- _BRIEF A_
In the Mosul report, what does Captain Raad Qasim say tells his unit that Islamic State militants are on the roof?
- _BRIEF B_
Rewrite the part of the Mosul report starting with "Fleeing and returning" and going on through "Nov. 20, 2016.", putting "displacement camps" in place of "refugee camps".

Top of TEXT SECTION

MOSUL, IRAQ —
“When birds fly away from the building, that’s when we know Islamic State militants are on the roof,” says Iraqi Army Captain Raad Qasim, explaining why one of his soldiers was shooting a machine gun off the roof we were crouched on, behind a cement wall.
Iraqi Army Captain Raad Qasim says his battalion is moving forward slowly, trying to avoid killing civilians sometimes handcuffed to militants as they retreat on Nov. 19, 2016 in Mosul, Iraq.
Another soldier pulls the plug out of a hand grenade, and chucks it across the street at the suspect house. IS on a rooftop could mean they were planning to attack, but we will never know if or what that failed plan was.
Through the hole where the machine-gun fires, an IS militant can be seen dead on the ground, but it’s not a fresh body.
An Iraqi soldiers fires at a nearby house they believe IS may be planning to attack from on Nov. 19, 2016 in Mosul, Iraq.
The soldiers answer with bravado when asked if they are afraid militants will throw their own grenades back.
“Our enemies are cowards,” says the captain. “They are afraid of us.”
Only a block away, families mill on the streets, and children play football and hang from their knees off an old truck grate. They know the soldiers by name, and don’t seem to notice the constant pounding of gunfire, mortars and airstrikes ringing through the air.
Smoke from an on going battle rises out of the buildings about 600 meters away and IS prayers can be heard from a nearby mosque. They are similar to usual prayers, but include threats to Iraqi Army and Peshmerga forces.
An Iraqi Army vehicle races to the front in Mosul, Iraq, Nov. 19, 2016.
“We are scared, but we are used to it a little,” says Fahel, 12, on his way to find food for his family cow. With the Iraqi Army in charge, adds Ahmed, also 12, they are allowed to play outside more often than under IS rule.
“We are scared, but we are used to it a little,” says Fahel, 12, (L) on his way to find food for his family's cow despite the ongoing gunfire and mortars on Nov. 19, 2016 in Mosul, Iraq.
“Just wait for us to move forward,” replies the captain, “And you can play as much as you want.”
Fleeing and returning
A little farther into the Mosul suburbs, some families can be seen racing from building to building to keep covered from bullets, others wander the streets comfortably, apparently unphased by the noise.
Past an emergency medical outpost, some families gather near army trucks, loading themselves and the few things they brought with them in for transport to refugee camps.
A child stands next to men who are waiting in line for food donated by an Iraqi government organization at the outskirts of Mosul, Iraq, Nov. 20, 2016.
A family of five, four women and one young man, race the other way, in the direction of central Mosul. The women are all wearing black IS-required clothing, but with veils flipped back revealing their faces. One woman returns the veil to her face as she rushes down the dusty road.
“We escaped through mortar fire and bullets flying everywhere,” says Naidra. “But we left a family member behind, so we are going back.”
The young man asks that no pictures of them be taken as they head back into IS controlled Mosul. “How long do you think the Iraqi Army will take to free all of Mosul?” asks another women before racing off though the dusty city outskirts.

Bottom of TEXT SECTION
Top of DATASET EXTRACT

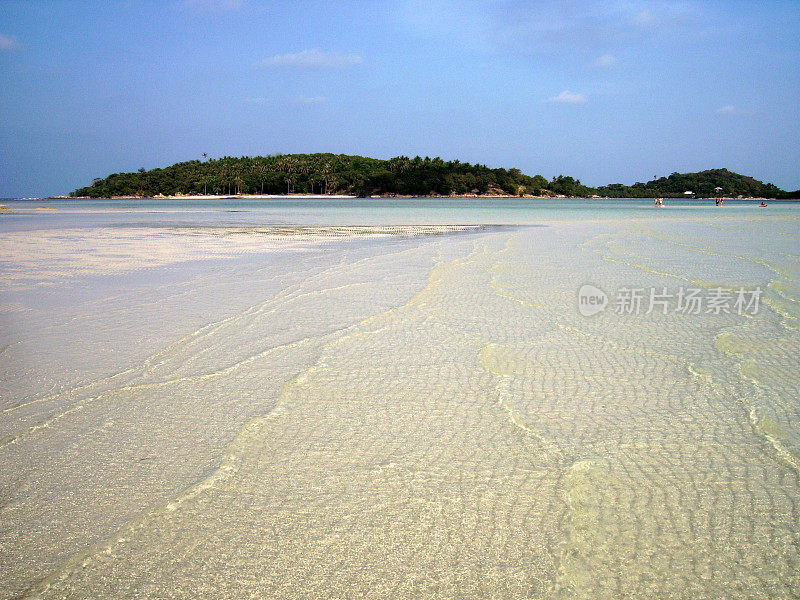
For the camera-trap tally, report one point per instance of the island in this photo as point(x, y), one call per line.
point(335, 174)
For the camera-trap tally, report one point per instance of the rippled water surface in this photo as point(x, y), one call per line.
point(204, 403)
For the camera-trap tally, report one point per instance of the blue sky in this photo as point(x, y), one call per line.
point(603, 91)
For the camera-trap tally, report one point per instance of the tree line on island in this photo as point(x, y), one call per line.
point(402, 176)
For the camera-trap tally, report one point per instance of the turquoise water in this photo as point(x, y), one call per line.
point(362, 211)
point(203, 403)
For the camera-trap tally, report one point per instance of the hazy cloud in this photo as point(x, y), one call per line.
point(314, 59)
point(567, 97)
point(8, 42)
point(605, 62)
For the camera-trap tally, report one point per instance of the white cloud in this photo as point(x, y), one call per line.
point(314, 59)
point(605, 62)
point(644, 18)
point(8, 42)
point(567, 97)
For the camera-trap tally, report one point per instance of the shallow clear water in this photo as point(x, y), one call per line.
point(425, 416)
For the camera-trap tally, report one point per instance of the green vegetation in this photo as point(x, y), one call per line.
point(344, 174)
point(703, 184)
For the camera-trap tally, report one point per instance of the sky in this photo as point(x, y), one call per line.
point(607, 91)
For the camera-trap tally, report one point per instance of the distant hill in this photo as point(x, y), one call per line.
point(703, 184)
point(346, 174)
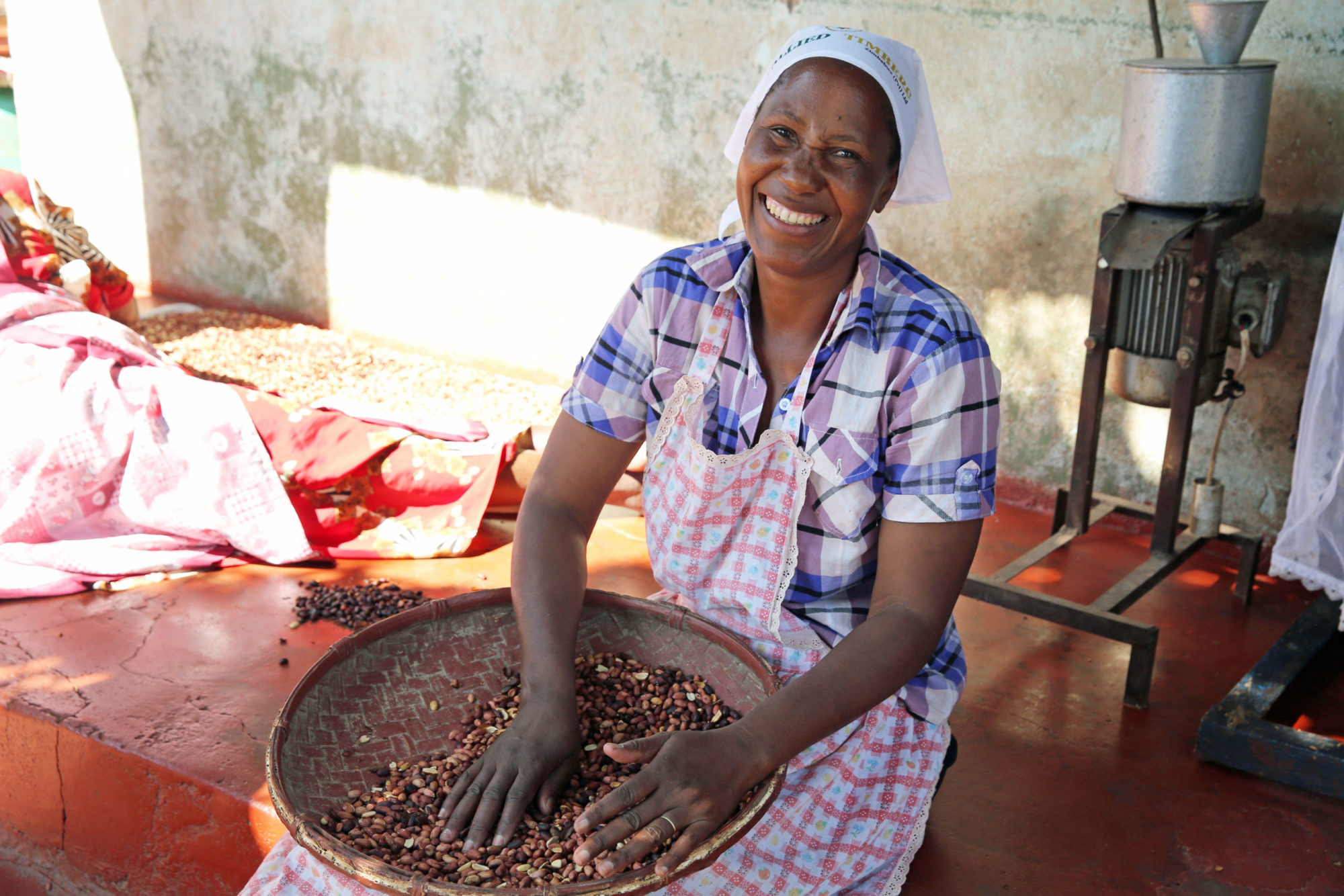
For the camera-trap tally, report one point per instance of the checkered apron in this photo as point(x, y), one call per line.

Bottom of DATASET EXTRACT

- _EXERCISE ANSWER A_
Birds flying away from the building.

- _EXERCISE ANSWER B_
Fleeing and returning
A little farther into the Mosul suburbs, some families can be seen racing from building to building to keep covered from bullets, others wander the streets comfortably, apparently unphased by the noise.
Past an emergency medical outpost, some families gather near army trucks, loading themselves and the few things they brought with them in for transport to displacement camps.
A child stands next to men who are waiting in line for food donated by an Iraqi government organization at the outskirts of Mosul, Iraq, Nov. 20, 2016.